Rules of the Game (2022)
DW99 -1 points 3 years ago*.

Bad. Very bad. It fails as a thriller because of some clumsy errors and lots of clumsily planted SCREAMING CLUES (felt as though it was written by someone who was clever enough to gain a place at a screenwriting seminar, but who didn’t grow, who remained an amateur with potential) — and it fails as a political-message series because it is heavy handed, didactic, and without subtlety.

Very bad. Can’t understand why the sublime actors Maxine Peak and Allison Steadman agreed to do it. Wish I’d not invested 4 hours in it.

DW99 0 points 3 years ago. (Contains Spoilers)

A few of the problems:

  1. The bottle of alprazolam is clearly marked TABLETS — yet when Tess and the boss-mother take a few, they’re huge red-and-white capsules. Alprazolam comes only in tablet form, never in capsules — and any doctor, pharmacist, pharmacy tech, or person who has been prescribed these would know this, as would some other healthcare workers. That’s a pretty big chunk of the viewing population who aren’t going to swallow (no pun intended) this lie.
  2. Some powdered meds inside capsules don’t dissolve, which I learned when looking after someone who was ill and had trouble swallowing. The writer and producer should not have relied on this clumsy device, esp. bc (as noted above) ALPRAZOLAM DOES NOT COME IN CAPSULES.
  3. It was the height of schiddy storytelling for Owen to explain to Peake’s character exactly what had happened with Amy. Good writers find a way to reveal crucial plot points from the past; even a flashback wd’ve been preferable to this.

::::::::::

- [WORK ORDER 1]: In the Rules of the Game review, what form does the commenter say alprazolam comes in?
- [WORK ORDER 2]: Extend the Rules of the Game review beyond its last sentence in the commenter's voice.
The material after this review is separate from it.

(Stored items)
::::::::::

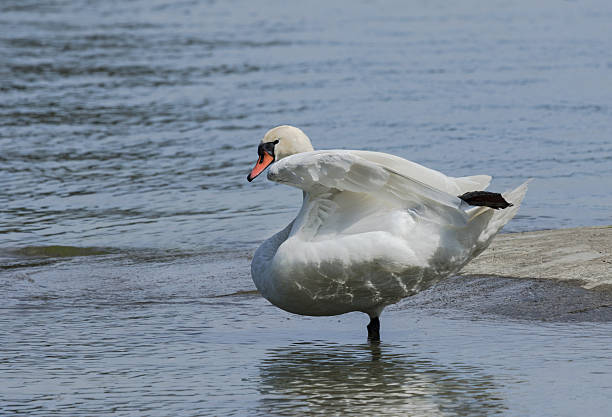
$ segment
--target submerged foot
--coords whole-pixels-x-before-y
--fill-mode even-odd
[[[370,342],[380,342],[380,320],[378,317],[370,317],[368,324],[368,340]]]

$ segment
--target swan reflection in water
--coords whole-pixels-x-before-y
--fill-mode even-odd
[[[296,343],[260,365],[262,415],[473,416],[506,410],[493,377],[390,345]]]

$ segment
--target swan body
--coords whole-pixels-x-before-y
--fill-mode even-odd
[[[314,151],[290,126],[266,134],[249,180],[267,166],[268,179],[304,197],[297,217],[256,250],[253,281],[272,304],[312,316],[362,311],[378,320],[482,252],[527,190],[504,194],[503,210],[471,206],[458,196],[484,190],[490,176],[452,178],[379,152]]]

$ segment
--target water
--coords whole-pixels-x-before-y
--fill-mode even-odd
[[[607,323],[398,308],[370,347],[359,314],[270,307],[249,256],[301,196],[245,177],[289,123],[497,190],[534,178],[506,231],[611,224],[611,18],[3,1],[2,414],[607,415]]]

::::::::::

- [EXERCISE RESULT 1]: Only tablet form, never capsules.

- [EXERCISE RESULT 2]:
  4. It was BEYOND the height of schiddy storytelling for Owen to halt his frenzied killing of Peake’s character long enough to make sure she knew exactly every awful thing he had done re: Amy. I mean, come ON — if you’re intent on killing someone in order to save your own skin AND you want to be quick about it in order to avoid suspicion (it was daylight, his car was still in the neighborhood where her wife was hanging with her pals), you’re not going to engage in 30 seconds of exposition.
  5. I completely DO NOT BELIEVE that the police found no traces of attempted strangulation on Amy’s neck. If the pressure on her neck was intense enough to cut air and lead to her death, there wd’ve been marks.
  6. I completely DO NOT BELIEVE that the police found no trace evidence of Owen on ?Maya? — he picked her up and carried her for several feet.
  7. How on earth did Owen enter ?Maya’s? house when Peake’s character was there looking for evidence? The door was locked, yet he somehow just materialized — bc the plot required it. Schiddy, schiddy, schiddy, lazy “Let’s just rely on magic” storytelling.

Very, very, very bad thriller that should NOT have been green-lighted in this state. A rewrite was in order.